GIVEN INSTRUCTION: Pick up the forum thread below about stripping tags from RSS descriptions and continue it after its last sentence.

PASSAGE PROVIDED:
==============================
Current RSS returns the entire text of the front page (or at least the teasers) including all HTML tags. For rapidly changing sites, this means the RSS polling is effectively downloading the entire front page over and over.

The attached patch adds two additional node configuration variables, one for the option to strip the tags from the RSS descriptions, and a second to then also trim the description to just a lead-in substring. This can result in a 70-90% reduction in the size of the /node/feed for significant savings in bandwidth.

There is one known bug: The new Textile module inserts a \001Textile\001 code into the top of the story and this code is not stripped in the RSS description output (ie, it is ignored by the tag-stripping function).

Comments

garym@www.teledyn.com’s picture

oops ... this one may need more work --- while it did work for 4.3.0, the code is not stripping the tags in the cvs. investigating and will post an updated patch when I've solved it.

Bèr Kessels’s picture

StatusFileSize
new3.48 KB

It does not work, because of line 712 in common.inc.
==============================
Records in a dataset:
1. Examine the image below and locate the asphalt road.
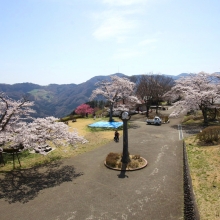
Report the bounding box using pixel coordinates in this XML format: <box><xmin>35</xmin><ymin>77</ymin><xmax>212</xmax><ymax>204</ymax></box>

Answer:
<box><xmin>0</xmin><ymin>116</ymin><xmax>184</xmax><ymax>220</ymax></box>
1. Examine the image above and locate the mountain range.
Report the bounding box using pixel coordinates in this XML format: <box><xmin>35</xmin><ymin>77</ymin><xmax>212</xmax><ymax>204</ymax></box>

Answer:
<box><xmin>0</xmin><ymin>73</ymin><xmax>188</xmax><ymax>118</ymax></box>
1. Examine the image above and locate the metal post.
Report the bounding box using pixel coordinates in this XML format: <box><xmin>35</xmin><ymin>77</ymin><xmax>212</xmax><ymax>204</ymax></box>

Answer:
<box><xmin>121</xmin><ymin>112</ymin><xmax>130</xmax><ymax>164</ymax></box>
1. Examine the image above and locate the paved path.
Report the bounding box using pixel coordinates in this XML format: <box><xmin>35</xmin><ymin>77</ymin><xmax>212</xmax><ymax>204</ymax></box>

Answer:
<box><xmin>0</xmin><ymin>116</ymin><xmax>183</xmax><ymax>220</ymax></box>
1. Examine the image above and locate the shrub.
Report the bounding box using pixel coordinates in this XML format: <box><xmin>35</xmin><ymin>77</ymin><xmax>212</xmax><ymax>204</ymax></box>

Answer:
<box><xmin>196</xmin><ymin>126</ymin><xmax>220</xmax><ymax>143</ymax></box>
<box><xmin>182</xmin><ymin>115</ymin><xmax>194</xmax><ymax>123</ymax></box>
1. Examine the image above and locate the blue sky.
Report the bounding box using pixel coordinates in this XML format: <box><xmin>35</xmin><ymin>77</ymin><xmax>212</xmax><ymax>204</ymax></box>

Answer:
<box><xmin>0</xmin><ymin>0</ymin><xmax>220</xmax><ymax>85</ymax></box>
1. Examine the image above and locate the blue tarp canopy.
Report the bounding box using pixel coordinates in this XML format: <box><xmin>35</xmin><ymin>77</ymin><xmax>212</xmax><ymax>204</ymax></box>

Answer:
<box><xmin>88</xmin><ymin>121</ymin><xmax>123</xmax><ymax>128</ymax></box>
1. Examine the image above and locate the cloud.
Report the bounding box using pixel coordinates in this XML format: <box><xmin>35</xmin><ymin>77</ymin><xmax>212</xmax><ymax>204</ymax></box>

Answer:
<box><xmin>113</xmin><ymin>49</ymin><xmax>142</xmax><ymax>59</ymax></box>
<box><xmin>93</xmin><ymin>11</ymin><xmax>138</xmax><ymax>42</ymax></box>
<box><xmin>102</xmin><ymin>0</ymin><xmax>146</xmax><ymax>6</ymax></box>
<box><xmin>138</xmin><ymin>39</ymin><xmax>157</xmax><ymax>46</ymax></box>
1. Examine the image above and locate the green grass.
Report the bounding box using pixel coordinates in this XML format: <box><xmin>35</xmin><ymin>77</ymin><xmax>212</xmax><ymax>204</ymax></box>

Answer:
<box><xmin>185</xmin><ymin>136</ymin><xmax>220</xmax><ymax>220</ymax></box>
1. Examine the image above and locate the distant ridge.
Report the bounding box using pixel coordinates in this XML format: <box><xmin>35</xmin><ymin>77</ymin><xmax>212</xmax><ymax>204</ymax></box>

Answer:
<box><xmin>0</xmin><ymin>73</ymin><xmax>189</xmax><ymax>117</ymax></box>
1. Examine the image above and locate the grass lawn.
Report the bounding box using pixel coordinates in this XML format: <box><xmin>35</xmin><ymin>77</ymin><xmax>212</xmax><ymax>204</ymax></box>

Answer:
<box><xmin>0</xmin><ymin>118</ymin><xmax>122</xmax><ymax>172</ymax></box>
<box><xmin>185</xmin><ymin>126</ymin><xmax>220</xmax><ymax>220</ymax></box>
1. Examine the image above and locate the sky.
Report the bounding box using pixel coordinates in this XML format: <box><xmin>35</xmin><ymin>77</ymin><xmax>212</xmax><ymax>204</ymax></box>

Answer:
<box><xmin>0</xmin><ymin>0</ymin><xmax>220</xmax><ymax>85</ymax></box>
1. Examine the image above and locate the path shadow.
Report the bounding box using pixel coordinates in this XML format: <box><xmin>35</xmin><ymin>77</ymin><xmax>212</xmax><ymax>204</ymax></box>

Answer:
<box><xmin>0</xmin><ymin>162</ymin><xmax>83</xmax><ymax>203</ymax></box>
<box><xmin>118</xmin><ymin>164</ymin><xmax>128</xmax><ymax>179</ymax></box>
<box><xmin>171</xmin><ymin>124</ymin><xmax>207</xmax><ymax>135</ymax></box>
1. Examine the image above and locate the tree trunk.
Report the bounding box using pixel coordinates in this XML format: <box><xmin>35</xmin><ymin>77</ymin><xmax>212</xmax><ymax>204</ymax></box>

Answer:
<box><xmin>202</xmin><ymin>108</ymin><xmax>208</xmax><ymax>125</ymax></box>
<box><xmin>109</xmin><ymin>103</ymin><xmax>113</xmax><ymax>122</ymax></box>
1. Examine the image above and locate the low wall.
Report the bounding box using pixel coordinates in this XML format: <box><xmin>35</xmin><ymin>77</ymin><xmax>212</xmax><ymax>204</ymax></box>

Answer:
<box><xmin>183</xmin><ymin>142</ymin><xmax>200</xmax><ymax>220</ymax></box>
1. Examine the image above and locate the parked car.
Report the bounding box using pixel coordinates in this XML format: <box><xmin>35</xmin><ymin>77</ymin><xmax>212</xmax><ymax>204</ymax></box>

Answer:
<box><xmin>146</xmin><ymin>116</ymin><xmax>162</xmax><ymax>125</ymax></box>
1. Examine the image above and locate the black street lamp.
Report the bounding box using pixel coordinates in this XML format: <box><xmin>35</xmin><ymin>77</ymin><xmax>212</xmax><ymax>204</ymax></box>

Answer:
<box><xmin>144</xmin><ymin>96</ymin><xmax>152</xmax><ymax>117</ymax></box>
<box><xmin>121</xmin><ymin>112</ymin><xmax>131</xmax><ymax>165</ymax></box>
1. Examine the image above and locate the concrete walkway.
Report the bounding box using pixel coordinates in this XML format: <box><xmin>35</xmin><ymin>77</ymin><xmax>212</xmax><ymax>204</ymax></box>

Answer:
<box><xmin>0</xmin><ymin>116</ymin><xmax>183</xmax><ymax>220</ymax></box>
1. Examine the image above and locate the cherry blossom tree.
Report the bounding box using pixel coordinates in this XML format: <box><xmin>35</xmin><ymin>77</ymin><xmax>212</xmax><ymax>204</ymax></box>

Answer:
<box><xmin>0</xmin><ymin>93</ymin><xmax>86</xmax><ymax>154</ymax></box>
<box><xmin>164</xmin><ymin>72</ymin><xmax>220</xmax><ymax>124</ymax></box>
<box><xmin>75</xmin><ymin>104</ymin><xmax>94</xmax><ymax>117</ymax></box>
<box><xmin>90</xmin><ymin>75</ymin><xmax>139</xmax><ymax>121</ymax></box>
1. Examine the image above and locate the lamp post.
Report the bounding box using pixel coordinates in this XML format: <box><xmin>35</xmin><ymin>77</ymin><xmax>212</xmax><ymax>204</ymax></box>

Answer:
<box><xmin>121</xmin><ymin>112</ymin><xmax>131</xmax><ymax>164</ymax></box>
<box><xmin>144</xmin><ymin>96</ymin><xmax>152</xmax><ymax>117</ymax></box>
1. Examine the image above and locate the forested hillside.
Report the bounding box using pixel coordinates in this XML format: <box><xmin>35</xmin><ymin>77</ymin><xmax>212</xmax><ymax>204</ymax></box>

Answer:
<box><xmin>0</xmin><ymin>73</ymin><xmax>186</xmax><ymax>117</ymax></box>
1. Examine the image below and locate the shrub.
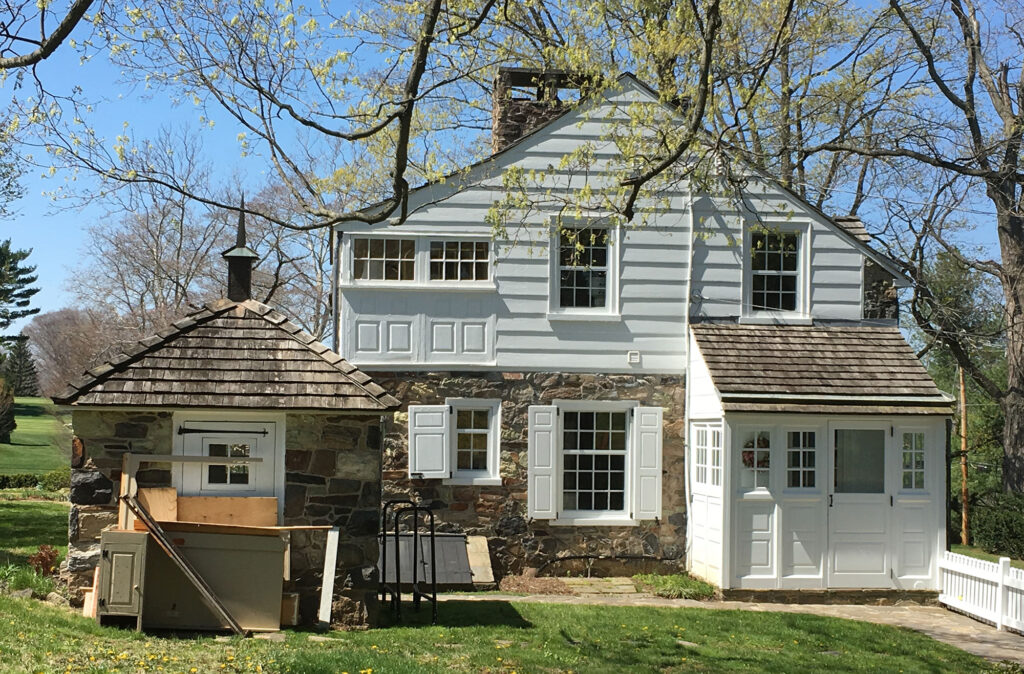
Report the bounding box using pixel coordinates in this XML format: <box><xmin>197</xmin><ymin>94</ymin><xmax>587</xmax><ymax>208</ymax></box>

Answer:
<box><xmin>0</xmin><ymin>469</ymin><xmax>38</xmax><ymax>490</ymax></box>
<box><xmin>39</xmin><ymin>466</ymin><xmax>71</xmax><ymax>492</ymax></box>
<box><xmin>971</xmin><ymin>487</ymin><xmax>1024</xmax><ymax>559</ymax></box>
<box><xmin>633</xmin><ymin>574</ymin><xmax>716</xmax><ymax>599</ymax></box>
<box><xmin>29</xmin><ymin>543</ymin><xmax>60</xmax><ymax>576</ymax></box>
<box><xmin>0</xmin><ymin>564</ymin><xmax>57</xmax><ymax>599</ymax></box>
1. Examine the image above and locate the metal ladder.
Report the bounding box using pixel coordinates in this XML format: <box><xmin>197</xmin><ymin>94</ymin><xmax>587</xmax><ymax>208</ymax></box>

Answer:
<box><xmin>380</xmin><ymin>499</ymin><xmax>437</xmax><ymax>625</ymax></box>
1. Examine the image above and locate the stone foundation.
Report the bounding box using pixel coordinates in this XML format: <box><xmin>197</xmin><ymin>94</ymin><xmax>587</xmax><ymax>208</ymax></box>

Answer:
<box><xmin>371</xmin><ymin>372</ymin><xmax>686</xmax><ymax>580</ymax></box>
<box><xmin>63</xmin><ymin>403</ymin><xmax>381</xmax><ymax>627</ymax></box>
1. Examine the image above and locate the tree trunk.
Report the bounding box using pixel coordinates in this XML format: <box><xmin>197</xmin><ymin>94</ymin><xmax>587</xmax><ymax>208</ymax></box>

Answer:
<box><xmin>989</xmin><ymin>194</ymin><xmax>1024</xmax><ymax>492</ymax></box>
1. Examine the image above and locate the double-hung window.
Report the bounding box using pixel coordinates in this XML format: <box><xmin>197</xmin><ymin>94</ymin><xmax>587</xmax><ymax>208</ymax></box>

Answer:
<box><xmin>558</xmin><ymin>228</ymin><xmax>609</xmax><ymax>309</ymax></box>
<box><xmin>430</xmin><ymin>240</ymin><xmax>490</xmax><ymax>281</ymax></box>
<box><xmin>749</xmin><ymin>229</ymin><xmax>802</xmax><ymax>311</ymax></box>
<box><xmin>527</xmin><ymin>401</ymin><xmax>662</xmax><ymax>525</ymax></box>
<box><xmin>409</xmin><ymin>398</ymin><xmax>501</xmax><ymax>485</ymax></box>
<box><xmin>352</xmin><ymin>237</ymin><xmax>416</xmax><ymax>281</ymax></box>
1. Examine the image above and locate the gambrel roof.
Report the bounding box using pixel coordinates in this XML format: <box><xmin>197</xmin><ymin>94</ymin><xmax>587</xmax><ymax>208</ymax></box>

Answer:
<box><xmin>690</xmin><ymin>323</ymin><xmax>950</xmax><ymax>415</ymax></box>
<box><xmin>350</xmin><ymin>72</ymin><xmax>910</xmax><ymax>287</ymax></box>
<box><xmin>53</xmin><ymin>299</ymin><xmax>399</xmax><ymax>412</ymax></box>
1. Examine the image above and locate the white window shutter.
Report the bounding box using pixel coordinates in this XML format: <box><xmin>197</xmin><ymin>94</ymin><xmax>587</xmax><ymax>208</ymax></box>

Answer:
<box><xmin>409</xmin><ymin>405</ymin><xmax>452</xmax><ymax>479</ymax></box>
<box><xmin>633</xmin><ymin>408</ymin><xmax>662</xmax><ymax>519</ymax></box>
<box><xmin>526</xmin><ymin>405</ymin><xmax>560</xmax><ymax>519</ymax></box>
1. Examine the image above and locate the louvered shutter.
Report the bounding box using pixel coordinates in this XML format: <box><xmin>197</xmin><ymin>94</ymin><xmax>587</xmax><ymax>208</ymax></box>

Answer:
<box><xmin>526</xmin><ymin>405</ymin><xmax>559</xmax><ymax>519</ymax></box>
<box><xmin>632</xmin><ymin>408</ymin><xmax>662</xmax><ymax>519</ymax></box>
<box><xmin>409</xmin><ymin>405</ymin><xmax>452</xmax><ymax>479</ymax></box>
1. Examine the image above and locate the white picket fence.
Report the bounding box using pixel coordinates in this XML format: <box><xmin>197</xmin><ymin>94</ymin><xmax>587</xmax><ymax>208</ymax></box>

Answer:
<box><xmin>939</xmin><ymin>552</ymin><xmax>1024</xmax><ymax>630</ymax></box>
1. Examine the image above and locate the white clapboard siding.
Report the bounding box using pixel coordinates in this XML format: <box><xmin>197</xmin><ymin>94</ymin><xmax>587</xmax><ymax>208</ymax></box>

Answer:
<box><xmin>338</xmin><ymin>78</ymin><xmax>862</xmax><ymax>374</ymax></box>
<box><xmin>939</xmin><ymin>552</ymin><xmax>1024</xmax><ymax>630</ymax></box>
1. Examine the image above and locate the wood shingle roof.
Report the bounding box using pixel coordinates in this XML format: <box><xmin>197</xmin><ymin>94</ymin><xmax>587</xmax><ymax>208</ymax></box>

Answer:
<box><xmin>53</xmin><ymin>299</ymin><xmax>399</xmax><ymax>412</ymax></box>
<box><xmin>691</xmin><ymin>323</ymin><xmax>949</xmax><ymax>414</ymax></box>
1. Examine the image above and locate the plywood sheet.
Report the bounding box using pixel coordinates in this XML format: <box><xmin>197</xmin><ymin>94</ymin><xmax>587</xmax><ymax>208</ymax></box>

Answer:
<box><xmin>177</xmin><ymin>496</ymin><xmax>278</xmax><ymax>526</ymax></box>
<box><xmin>133</xmin><ymin>487</ymin><xmax>178</xmax><ymax>530</ymax></box>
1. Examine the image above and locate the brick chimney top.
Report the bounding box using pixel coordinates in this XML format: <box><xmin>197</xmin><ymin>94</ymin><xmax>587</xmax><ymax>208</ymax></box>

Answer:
<box><xmin>490</xmin><ymin>68</ymin><xmax>588</xmax><ymax>153</ymax></box>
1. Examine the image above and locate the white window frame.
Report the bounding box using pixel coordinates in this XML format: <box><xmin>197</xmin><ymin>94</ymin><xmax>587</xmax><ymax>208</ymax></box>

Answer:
<box><xmin>549</xmin><ymin>399</ymin><xmax>640</xmax><ymax>526</ymax></box>
<box><xmin>346</xmin><ymin>234</ymin><xmax>419</xmax><ymax>286</ymax></box>
<box><xmin>781</xmin><ymin>426</ymin><xmax>828</xmax><ymax>494</ymax></box>
<box><xmin>740</xmin><ymin>222</ymin><xmax>811</xmax><ymax>324</ymax></box>
<box><xmin>896</xmin><ymin>428</ymin><xmax>929</xmax><ymax>494</ymax></box>
<box><xmin>338</xmin><ymin>231</ymin><xmax>498</xmax><ymax>292</ymax></box>
<box><xmin>548</xmin><ymin>219</ymin><xmax>623</xmax><ymax>322</ymax></box>
<box><xmin>441</xmin><ymin>397</ymin><xmax>502</xmax><ymax>487</ymax></box>
<box><xmin>733</xmin><ymin>424</ymin><xmax>778</xmax><ymax>494</ymax></box>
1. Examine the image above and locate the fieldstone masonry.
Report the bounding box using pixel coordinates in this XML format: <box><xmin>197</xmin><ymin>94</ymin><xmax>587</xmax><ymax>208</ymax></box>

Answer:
<box><xmin>371</xmin><ymin>372</ymin><xmax>686</xmax><ymax>578</ymax></box>
<box><xmin>63</xmin><ymin>403</ymin><xmax>381</xmax><ymax>627</ymax></box>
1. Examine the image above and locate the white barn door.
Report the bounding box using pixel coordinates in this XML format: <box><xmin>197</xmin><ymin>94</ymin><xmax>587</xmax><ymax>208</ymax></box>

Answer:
<box><xmin>827</xmin><ymin>422</ymin><xmax>892</xmax><ymax>588</ymax></box>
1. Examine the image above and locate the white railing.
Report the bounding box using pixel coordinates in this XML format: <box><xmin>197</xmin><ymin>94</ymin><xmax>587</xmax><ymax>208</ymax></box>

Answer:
<box><xmin>939</xmin><ymin>552</ymin><xmax>1024</xmax><ymax>630</ymax></box>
==============================
EXPECTED ANSWER:
Here the content is check_output()-ted. So filters (e.g. BB) will re-insert html-tags.
It would be best if _after_ check_output() the content is strip_tag()-ged.

A quick-n-dirty hack is attached.

Regards Ber

moshe weitzman’s picture

one poster says this patch needs more work, and the next offers a 'quick and dirty hack' ... removing from the patch queue.

also, i personally see too much duplication between a 'teaser' and 'lead in'.

alexandreracine’s picture

Version: x.y.z » 4.5.0
Status: Active » Closed (fixed)

Very old version, not supported anymore.

For recent version you can do just that with the views.module.

Closing.